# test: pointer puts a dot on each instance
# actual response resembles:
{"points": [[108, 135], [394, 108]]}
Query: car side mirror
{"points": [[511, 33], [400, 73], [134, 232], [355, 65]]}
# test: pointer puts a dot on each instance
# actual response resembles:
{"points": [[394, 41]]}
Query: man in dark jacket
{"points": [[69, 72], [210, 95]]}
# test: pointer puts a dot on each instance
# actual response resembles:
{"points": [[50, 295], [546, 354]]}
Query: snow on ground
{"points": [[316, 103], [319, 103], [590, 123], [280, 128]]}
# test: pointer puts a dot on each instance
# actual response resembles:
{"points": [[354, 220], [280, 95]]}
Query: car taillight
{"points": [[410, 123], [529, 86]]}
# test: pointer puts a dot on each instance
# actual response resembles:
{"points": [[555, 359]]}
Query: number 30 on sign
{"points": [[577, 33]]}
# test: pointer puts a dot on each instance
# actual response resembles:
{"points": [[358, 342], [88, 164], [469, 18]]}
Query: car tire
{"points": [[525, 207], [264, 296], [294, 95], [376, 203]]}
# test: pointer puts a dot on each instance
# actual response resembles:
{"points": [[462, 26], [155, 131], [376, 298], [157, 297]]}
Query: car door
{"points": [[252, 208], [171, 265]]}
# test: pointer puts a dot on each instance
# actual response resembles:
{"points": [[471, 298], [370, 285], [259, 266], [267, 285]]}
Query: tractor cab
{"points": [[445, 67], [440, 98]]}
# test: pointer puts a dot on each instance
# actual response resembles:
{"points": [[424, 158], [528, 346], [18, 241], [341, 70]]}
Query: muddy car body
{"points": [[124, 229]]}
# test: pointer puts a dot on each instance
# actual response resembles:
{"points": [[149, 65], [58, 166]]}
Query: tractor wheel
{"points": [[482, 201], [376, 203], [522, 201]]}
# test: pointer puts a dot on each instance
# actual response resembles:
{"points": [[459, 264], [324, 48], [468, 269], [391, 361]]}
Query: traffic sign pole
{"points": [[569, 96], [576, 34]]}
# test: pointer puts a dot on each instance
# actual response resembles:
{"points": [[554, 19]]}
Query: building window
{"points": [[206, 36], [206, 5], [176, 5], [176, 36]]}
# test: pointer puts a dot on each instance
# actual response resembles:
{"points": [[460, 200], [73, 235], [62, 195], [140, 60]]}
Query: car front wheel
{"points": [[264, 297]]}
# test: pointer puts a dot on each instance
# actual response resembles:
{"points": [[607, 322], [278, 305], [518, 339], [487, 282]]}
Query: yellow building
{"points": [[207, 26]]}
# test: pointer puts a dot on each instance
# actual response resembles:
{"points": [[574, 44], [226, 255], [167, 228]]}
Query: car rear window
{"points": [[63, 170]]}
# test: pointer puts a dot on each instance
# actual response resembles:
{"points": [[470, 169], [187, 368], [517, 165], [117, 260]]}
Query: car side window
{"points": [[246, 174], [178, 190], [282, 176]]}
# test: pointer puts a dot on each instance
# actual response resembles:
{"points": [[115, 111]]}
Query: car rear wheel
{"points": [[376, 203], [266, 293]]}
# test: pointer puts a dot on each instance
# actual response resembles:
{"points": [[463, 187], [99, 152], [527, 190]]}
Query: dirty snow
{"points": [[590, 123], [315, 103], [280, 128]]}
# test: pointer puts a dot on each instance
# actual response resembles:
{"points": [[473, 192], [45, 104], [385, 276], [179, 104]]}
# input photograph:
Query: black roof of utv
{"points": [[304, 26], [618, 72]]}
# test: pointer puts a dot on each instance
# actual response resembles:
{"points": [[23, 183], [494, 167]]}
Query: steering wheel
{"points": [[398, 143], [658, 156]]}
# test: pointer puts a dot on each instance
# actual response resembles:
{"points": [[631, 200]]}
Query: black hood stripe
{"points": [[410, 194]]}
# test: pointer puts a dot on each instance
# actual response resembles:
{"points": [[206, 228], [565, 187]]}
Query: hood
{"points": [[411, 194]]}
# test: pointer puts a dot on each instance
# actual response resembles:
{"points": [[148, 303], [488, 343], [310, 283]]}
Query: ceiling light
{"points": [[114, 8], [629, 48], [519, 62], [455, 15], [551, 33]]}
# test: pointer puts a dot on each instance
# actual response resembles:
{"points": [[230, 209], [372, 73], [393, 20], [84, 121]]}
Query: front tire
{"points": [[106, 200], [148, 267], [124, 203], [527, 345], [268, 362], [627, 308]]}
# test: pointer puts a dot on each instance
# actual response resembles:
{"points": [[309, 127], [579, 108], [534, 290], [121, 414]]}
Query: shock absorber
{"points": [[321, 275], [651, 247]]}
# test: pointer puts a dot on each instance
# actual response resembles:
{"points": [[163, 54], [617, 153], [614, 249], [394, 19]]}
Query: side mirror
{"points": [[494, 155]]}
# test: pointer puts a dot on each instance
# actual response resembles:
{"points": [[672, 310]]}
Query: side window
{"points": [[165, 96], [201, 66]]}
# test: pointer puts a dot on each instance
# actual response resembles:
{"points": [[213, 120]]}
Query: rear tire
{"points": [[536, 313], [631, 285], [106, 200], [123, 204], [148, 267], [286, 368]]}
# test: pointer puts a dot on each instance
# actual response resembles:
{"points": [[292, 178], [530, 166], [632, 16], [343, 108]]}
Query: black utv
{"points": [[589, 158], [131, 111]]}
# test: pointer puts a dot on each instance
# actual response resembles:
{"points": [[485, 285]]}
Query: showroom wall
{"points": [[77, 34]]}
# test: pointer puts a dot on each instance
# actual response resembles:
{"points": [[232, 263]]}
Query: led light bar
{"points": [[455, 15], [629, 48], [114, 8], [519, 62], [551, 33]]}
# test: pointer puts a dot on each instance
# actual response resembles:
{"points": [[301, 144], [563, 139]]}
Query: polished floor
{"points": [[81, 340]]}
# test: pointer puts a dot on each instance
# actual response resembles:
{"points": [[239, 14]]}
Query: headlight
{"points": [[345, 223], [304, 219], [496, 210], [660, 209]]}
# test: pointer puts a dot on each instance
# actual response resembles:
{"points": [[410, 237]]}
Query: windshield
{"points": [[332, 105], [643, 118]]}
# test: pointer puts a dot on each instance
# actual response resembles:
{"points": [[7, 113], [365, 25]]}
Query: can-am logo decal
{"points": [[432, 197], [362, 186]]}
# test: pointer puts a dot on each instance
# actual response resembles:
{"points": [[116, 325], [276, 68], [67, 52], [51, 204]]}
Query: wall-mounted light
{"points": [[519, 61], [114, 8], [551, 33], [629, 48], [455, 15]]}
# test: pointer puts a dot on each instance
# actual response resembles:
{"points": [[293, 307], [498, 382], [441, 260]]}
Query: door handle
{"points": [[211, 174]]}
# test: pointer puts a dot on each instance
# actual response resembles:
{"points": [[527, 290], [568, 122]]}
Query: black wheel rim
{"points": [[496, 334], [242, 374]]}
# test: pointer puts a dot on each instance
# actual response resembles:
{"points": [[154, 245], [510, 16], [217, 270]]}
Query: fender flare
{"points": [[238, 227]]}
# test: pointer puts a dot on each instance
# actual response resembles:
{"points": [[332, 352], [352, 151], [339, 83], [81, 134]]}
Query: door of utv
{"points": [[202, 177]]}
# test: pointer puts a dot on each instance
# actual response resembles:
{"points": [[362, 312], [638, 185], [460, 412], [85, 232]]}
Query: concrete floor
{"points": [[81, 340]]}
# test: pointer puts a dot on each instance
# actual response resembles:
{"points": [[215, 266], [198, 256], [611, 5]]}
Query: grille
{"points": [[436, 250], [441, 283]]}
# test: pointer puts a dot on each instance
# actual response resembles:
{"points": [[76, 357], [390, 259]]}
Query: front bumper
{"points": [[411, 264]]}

====================

WHAT YOU HAVE TO DO: Having read the entries, output all of them verbatim.

SOLUTION FOR THIS PROBLEM:
# test: pointer puts a dot on each instance
# actual response resembles:
{"points": [[108, 135], [394, 108]]}
Query: car side mirror
{"points": [[511, 33], [400, 73], [134, 232], [355, 65]]}
# test: pointer puts a dot on each instance
# actual response resembles:
{"points": [[394, 41]]}
Query: man in dark jacket
{"points": [[69, 72], [210, 95]]}
# test: pointer puts a dot on each instance
# actual response resembles:
{"points": [[50, 295], [546, 354]]}
Query: snow on ground
{"points": [[316, 103], [319, 103], [590, 123], [280, 128]]}
# test: pointer puts a dot on each instance
# actual response resembles:
{"points": [[354, 220], [280, 95]]}
Query: car taillight
{"points": [[410, 123], [529, 86]]}
# test: pointer puts a dot on each instance
# actual response resembles:
{"points": [[555, 359]]}
Query: number 30 on sign
{"points": [[577, 33]]}
# test: pointer puts a dot on each instance
# actual response resembles:
{"points": [[358, 342], [88, 164], [469, 18]]}
Query: car tire
{"points": [[525, 207], [264, 296], [294, 95], [376, 203]]}
# test: pointer puts a dot on each instance
# actual response resembles:
{"points": [[462, 26], [155, 131], [376, 298], [157, 297]]}
Query: car door
{"points": [[252, 208], [171, 265]]}
# test: pointer puts a dot on each instance
# actual response resembles:
{"points": [[471, 298], [370, 285], [259, 266], [267, 285]]}
Query: tractor cab
{"points": [[445, 67], [440, 98]]}
# test: pointer puts a dot on each instance
# actual response resembles:
{"points": [[424, 158], [528, 346], [18, 241], [341, 70]]}
Query: muddy car body
{"points": [[124, 229]]}
# test: pointer puts a dot on each instance
# actual response resembles:
{"points": [[149, 65], [58, 166]]}
Query: tractor wheel
{"points": [[482, 201], [376, 203], [522, 201]]}
# test: pointer puts a dot on each instance
# actual response resembles:
{"points": [[459, 264], [324, 48], [468, 269], [391, 361]]}
Query: traffic sign pole
{"points": [[569, 96], [576, 34]]}
# test: pointer puts a dot on each instance
# actual response resembles:
{"points": [[554, 19]]}
Query: building window
{"points": [[206, 36], [206, 5], [176, 5], [176, 36]]}
# test: pointer puts a dot on each instance
# actual response resembles:
{"points": [[460, 200], [73, 235], [62, 195], [140, 60]]}
Query: car front wheel
{"points": [[264, 297]]}
# test: pointer puts a dot on each instance
# actual response resembles:
{"points": [[607, 322], [278, 305], [518, 339], [487, 282]]}
Query: yellow building
{"points": [[207, 26]]}
# test: pointer puts a dot on each instance
# actual response resembles:
{"points": [[574, 44], [226, 255], [167, 228]]}
Query: car rear window
{"points": [[63, 170]]}
# test: pointer puts a dot on each instance
# actual response resembles:
{"points": [[470, 169], [187, 368], [517, 165], [117, 260]]}
Query: car side window
{"points": [[246, 174], [178, 190], [282, 176]]}
# test: pointer puts a dot on each instance
# actual response resembles:
{"points": [[115, 111]]}
Query: car rear wheel
{"points": [[376, 203], [266, 293]]}
# test: pointer puts a dot on each instance
# actual response resembles:
{"points": [[463, 187], [99, 152], [527, 190]]}
Query: dirty snow
{"points": [[590, 123], [315, 103], [280, 128]]}
# test: pointer puts a dot on each instance
# actual response resembles:
{"points": [[473, 192], [45, 104], [385, 276], [179, 104]]}
# input photograph:
Query: black roof of utv
{"points": [[304, 26], [618, 72]]}
# test: pointer puts a dot on each instance
# actual response resembles:
{"points": [[23, 183], [494, 167]]}
Query: steering wheel
{"points": [[398, 143], [658, 156]]}
# test: pointer puts a dot on each instance
# actual response resembles:
{"points": [[631, 200]]}
Query: black hood stripe
{"points": [[410, 194]]}
# test: pointer puts a dot on each instance
# actual response resembles:
{"points": [[206, 228], [565, 187]]}
Query: hood
{"points": [[411, 194]]}
# test: pointer puts a dot on each instance
# actual response resembles:
{"points": [[148, 303], [488, 343], [310, 283]]}
Query: ceiling light
{"points": [[114, 8], [629, 48], [519, 62], [455, 15], [551, 33]]}
# test: pointer puts a dot on each instance
# actual response resembles:
{"points": [[230, 209], [372, 73], [393, 20], [84, 121]]}
Query: front tire
{"points": [[106, 200], [148, 267], [124, 203], [527, 345], [268, 362], [627, 308]]}
# test: pointer puts a dot on each instance
# actual response resembles:
{"points": [[309, 127], [579, 108], [534, 290], [121, 414]]}
Query: shock absorber
{"points": [[321, 275], [651, 247]]}
# test: pointer puts a dot on each instance
# actual response resembles:
{"points": [[163, 54], [617, 153], [614, 249], [394, 19]]}
Query: side mirror
{"points": [[494, 155]]}
# test: pointer puts a dot on each instance
# actual response resembles:
{"points": [[672, 310]]}
Query: side window
{"points": [[165, 96], [201, 66]]}
# test: pointer puts a dot on each instance
# actual response resembles:
{"points": [[213, 120]]}
Query: rear tire
{"points": [[536, 313], [631, 285], [106, 200], [123, 204], [148, 267], [286, 368]]}
# test: pointer puts a dot on each instance
# actual response resembles:
{"points": [[292, 178], [530, 166], [632, 16], [343, 108]]}
Query: black utv
{"points": [[589, 158], [131, 111]]}
# test: pointer puts a dot on each instance
# actual response resembles:
{"points": [[485, 285]]}
Query: showroom wall
{"points": [[77, 34]]}
# test: pointer puts a dot on each instance
# actual response resembles:
{"points": [[232, 263]]}
Query: led light bar
{"points": [[455, 15], [629, 48], [114, 8], [519, 62], [551, 33]]}
# test: pointer puts a dot on each instance
# actual response resembles:
{"points": [[301, 144], [563, 139]]}
Query: polished floor
{"points": [[81, 340]]}
# test: pointer puts a dot on each instance
# actual response resembles:
{"points": [[239, 14]]}
Query: headlight
{"points": [[345, 223], [304, 219], [496, 210], [660, 209]]}
# test: pointer puts a dot on each instance
# actual response resembles:
{"points": [[410, 237]]}
Query: windshield
{"points": [[332, 105], [643, 118]]}
# test: pointer puts a dot on each instance
# actual response resembles:
{"points": [[7, 113], [365, 25]]}
Query: can-am logo decal
{"points": [[432, 197], [362, 186]]}
# test: pointer puts a dot on each instance
# actual response resembles:
{"points": [[116, 325], [276, 68], [67, 52], [51, 204]]}
Query: wall-mounted light
{"points": [[519, 61], [114, 8], [551, 33], [629, 48], [455, 15]]}
# test: pointer puts a dot on each instance
# actual response resembles:
{"points": [[293, 307], [498, 382], [441, 260]]}
Query: door handle
{"points": [[211, 174]]}
# test: pointer puts a dot on each instance
# actual response resembles:
{"points": [[527, 290], [568, 122]]}
Query: black wheel rim
{"points": [[496, 334], [242, 374]]}
# test: pointer puts a dot on each instance
# actual response resembles:
{"points": [[154, 245], [510, 16], [217, 270]]}
Query: fender flare
{"points": [[238, 227]]}
# test: pointer puts a dot on each instance
# actual response resembles:
{"points": [[332, 352], [352, 151], [339, 83], [81, 134]]}
Query: door of utv
{"points": [[202, 177]]}
# test: pointer puts a dot on each instance
# actual response resembles:
{"points": [[362, 312], [638, 185], [460, 412], [85, 232]]}
Query: concrete floor
{"points": [[81, 340]]}
# test: pointer puts a dot on each instance
# actual response resembles:
{"points": [[215, 266], [198, 256], [611, 5]]}
Query: grille
{"points": [[436, 250], [441, 283]]}
# test: pointer puts a dot on each instance
# actual response resembles:
{"points": [[76, 357], [390, 259]]}
Query: front bumper
{"points": [[411, 264]]}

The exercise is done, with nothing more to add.